» **Texto apresentado**
------------------------

“O jasmim de minha casa ficou completamente destruído com as chuvas e tempestades dos últimos dias; as suas florzinhas brancas flutuam em poças negras e lamacentas sobre o telhado baixo da garagem. No entanto, em algum lugar dentro de mim, o jasmim continua a florir imperturbável, com tanta profusão e delicadeza como sempre floriu”. (Etty Hillesum )
A sinfonia da vida – que no centro tem o ser humano e as relações de reciprocidade –interrompe-se bruscamente: entra em cena a dor e, depois, a morte. Passa-se isto no capítulo 3 do Gênesis e em todos os capítulos da nossa vida.
Já abundantes, os códigos simbólicos da narração tornam-se aqui riquíssimos e poderosos; alguns têm raízes em mitos ainda mais antigos do Oriente Médio ou estão com eles entrelaçados. Muitos significados simbólicos, demasiado “longínquos”, perderam-se para sempre; outros foram sendo acrescentados ao longo dos séculos, muitas vezes recobrindo com “estuque” ideológico traços e cores do fresco original que irradia a luz da aurora. Estes grandes textos poderão falar-nos ainda, “à brisa do fim do dia”, se – como os seus protagonistas – nos colocarmos “nus” perante a sua essencialidade, se nos deixarmos interrogar: "Adão, onde estás?".

------------------------

» **Conjunto de exercícios**
1. Reescreva de forma mais breve, em tópicos, o parágrafo do texto sobre o Gênesis que começa com "Já abundantes, os códigos simbólicos", mantendo seus fatos principais.
2. Segundo o texto sobre o Gênesis, em que capítulo desse livro a sinfonia da vida se interrompe bruscamente?
3. Continue o texto sobre o Gênesis a partir do ponto em que ele termina.

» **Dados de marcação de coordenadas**
------------------------

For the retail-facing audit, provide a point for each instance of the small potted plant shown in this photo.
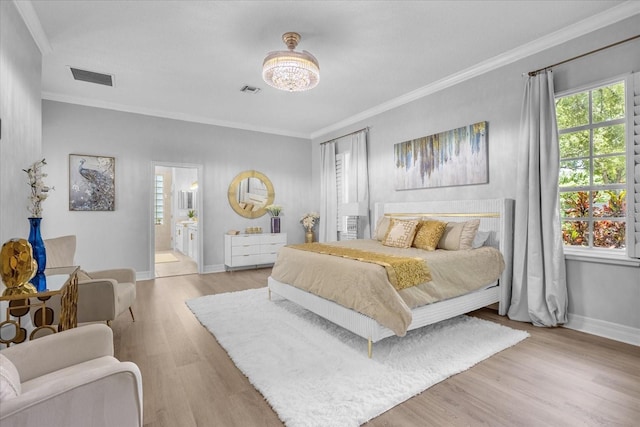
(275, 211)
(309, 221)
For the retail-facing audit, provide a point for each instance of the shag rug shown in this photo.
(162, 258)
(314, 373)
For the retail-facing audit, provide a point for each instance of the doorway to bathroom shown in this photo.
(176, 221)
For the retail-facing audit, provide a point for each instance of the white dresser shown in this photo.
(251, 250)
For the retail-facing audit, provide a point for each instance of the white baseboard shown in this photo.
(216, 268)
(143, 275)
(604, 329)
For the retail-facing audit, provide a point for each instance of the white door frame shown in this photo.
(199, 207)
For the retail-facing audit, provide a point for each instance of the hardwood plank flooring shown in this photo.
(556, 377)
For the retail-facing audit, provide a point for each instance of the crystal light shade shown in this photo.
(290, 70)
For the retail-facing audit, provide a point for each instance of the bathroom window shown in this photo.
(159, 200)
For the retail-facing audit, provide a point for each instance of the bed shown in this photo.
(495, 218)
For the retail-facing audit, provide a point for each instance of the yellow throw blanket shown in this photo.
(403, 272)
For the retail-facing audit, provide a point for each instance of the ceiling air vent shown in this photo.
(92, 77)
(250, 89)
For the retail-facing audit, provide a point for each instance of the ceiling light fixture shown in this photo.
(290, 70)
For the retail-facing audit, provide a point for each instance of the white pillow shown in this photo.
(9, 379)
(481, 237)
(459, 235)
(382, 227)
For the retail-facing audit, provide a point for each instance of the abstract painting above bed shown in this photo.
(455, 157)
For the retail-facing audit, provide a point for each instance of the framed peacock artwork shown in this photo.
(92, 183)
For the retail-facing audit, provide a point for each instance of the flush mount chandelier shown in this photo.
(290, 70)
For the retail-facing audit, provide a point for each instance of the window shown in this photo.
(592, 127)
(159, 200)
(347, 225)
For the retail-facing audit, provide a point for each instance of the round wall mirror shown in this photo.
(249, 193)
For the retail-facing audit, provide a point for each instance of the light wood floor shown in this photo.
(557, 377)
(183, 265)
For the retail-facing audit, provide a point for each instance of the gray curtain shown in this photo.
(359, 178)
(328, 231)
(539, 293)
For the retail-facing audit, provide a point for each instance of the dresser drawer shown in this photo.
(249, 250)
(245, 250)
(245, 240)
(274, 238)
(271, 248)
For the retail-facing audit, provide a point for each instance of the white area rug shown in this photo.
(162, 258)
(314, 373)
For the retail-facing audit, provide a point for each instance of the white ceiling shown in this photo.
(189, 59)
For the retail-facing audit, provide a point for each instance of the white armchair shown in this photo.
(102, 295)
(71, 379)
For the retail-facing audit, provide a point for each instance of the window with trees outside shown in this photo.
(593, 167)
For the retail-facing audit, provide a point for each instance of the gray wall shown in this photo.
(604, 292)
(122, 238)
(20, 111)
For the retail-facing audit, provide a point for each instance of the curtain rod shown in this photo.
(533, 73)
(351, 133)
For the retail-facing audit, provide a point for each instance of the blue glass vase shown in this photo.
(39, 254)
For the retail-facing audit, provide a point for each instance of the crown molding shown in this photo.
(31, 20)
(611, 16)
(51, 96)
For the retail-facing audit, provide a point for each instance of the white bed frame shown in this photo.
(496, 216)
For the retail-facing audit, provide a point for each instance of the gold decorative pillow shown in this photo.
(459, 235)
(382, 227)
(400, 233)
(428, 234)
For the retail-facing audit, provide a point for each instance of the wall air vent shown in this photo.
(92, 77)
(250, 89)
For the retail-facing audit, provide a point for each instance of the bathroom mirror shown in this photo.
(186, 199)
(249, 193)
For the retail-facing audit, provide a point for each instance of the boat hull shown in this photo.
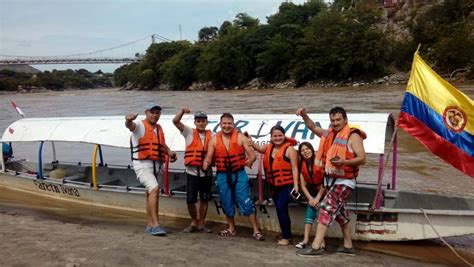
(382, 225)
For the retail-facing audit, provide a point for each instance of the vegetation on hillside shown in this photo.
(307, 43)
(312, 42)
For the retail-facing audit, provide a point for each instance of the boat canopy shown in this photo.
(111, 130)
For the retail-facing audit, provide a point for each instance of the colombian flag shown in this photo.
(439, 116)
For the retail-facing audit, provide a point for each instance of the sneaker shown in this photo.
(204, 229)
(191, 229)
(301, 245)
(345, 251)
(148, 229)
(310, 252)
(158, 231)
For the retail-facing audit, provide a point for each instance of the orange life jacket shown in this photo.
(232, 159)
(314, 178)
(350, 172)
(195, 152)
(151, 146)
(279, 173)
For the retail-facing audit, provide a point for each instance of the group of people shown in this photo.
(326, 177)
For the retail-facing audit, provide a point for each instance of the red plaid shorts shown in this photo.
(333, 206)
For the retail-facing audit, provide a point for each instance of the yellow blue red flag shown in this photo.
(439, 116)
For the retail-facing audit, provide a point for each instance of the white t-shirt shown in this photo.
(347, 182)
(188, 137)
(136, 135)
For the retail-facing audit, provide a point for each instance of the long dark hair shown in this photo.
(310, 160)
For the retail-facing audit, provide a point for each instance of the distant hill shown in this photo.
(20, 68)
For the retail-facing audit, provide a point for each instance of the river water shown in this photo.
(418, 169)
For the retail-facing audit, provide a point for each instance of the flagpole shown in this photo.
(384, 167)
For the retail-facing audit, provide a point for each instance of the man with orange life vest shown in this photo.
(280, 162)
(197, 180)
(341, 152)
(149, 152)
(311, 181)
(230, 151)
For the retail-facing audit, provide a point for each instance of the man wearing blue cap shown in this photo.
(149, 151)
(197, 180)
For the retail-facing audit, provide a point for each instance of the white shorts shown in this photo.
(148, 175)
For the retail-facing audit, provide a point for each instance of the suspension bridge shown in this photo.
(102, 56)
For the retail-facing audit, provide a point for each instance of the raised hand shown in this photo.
(301, 112)
(131, 117)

------------------------

» **Respostas do exercício**
1.
- Neste ponto, os códigos simbólicos da narração tornam-se riquíssimos e poderosos.
- Alguns têm raízes em mitos ainda mais antigos do Oriente Médio ou estão entrelaçados com eles.
- Muitos significados simbólicos, demasiado "longínquos", perderam-se para sempre.
- Outros foram acrescentados ao longo dos séculos, muitas vezes recobrindo o "fresco" original com "estuque" ideológico.
- Esses textos ainda poderão falar-nos se nos colocarmos "nus" diante de sua essencialidade e nos deixarmos interrogar: "Adão, onde estás?".

2. No capítulo 3 do Gênesis.

3.
O primeiro embate é a entrada em cena da serpente que dirige a palavra à mulher. Falam dos frutos da "Árvore do conhecimento do bem e do mal", os frutos que Deus tinha proibido a Adão: "Deste não podes comer. No dia em que dele comeres, ficas condenado a morrer" (2, 17). Na realidade, mais que uma proibição, trata-se de uma advertência, uma promessa: o humano não pode comer aqueles frutos porque se os comesse morreria. A serpente contesta aquela primeira promessa e formula uma outra bem diferente: "Certamente não morrereis! Deus sabe que no dia em que comerem desse fruto, abrir-se-ão os vossos olhos, e ficarão a conhecer o mal e o bem, tal como Deus" (3,4-5). A serpente termina aqui o seu diálogo. Mas as suas palavras tinham sido eficazes: a mulher confia na promessa da serpente, olha de outro modo para a árvore; os frutos parecem-lhe bons, belos, apetitosos; come deles e oferece-os ao homem. Os dois não morrem; abrem-se os seus olhos e vêem de modo diferente – com vergonha – a sua nudez. O primeiro dado do texto parece, portanto, desmentir a promessa de Deus ("morrereis") e confirmar a da serpente ("os vossos olhos hão-de abrir-se").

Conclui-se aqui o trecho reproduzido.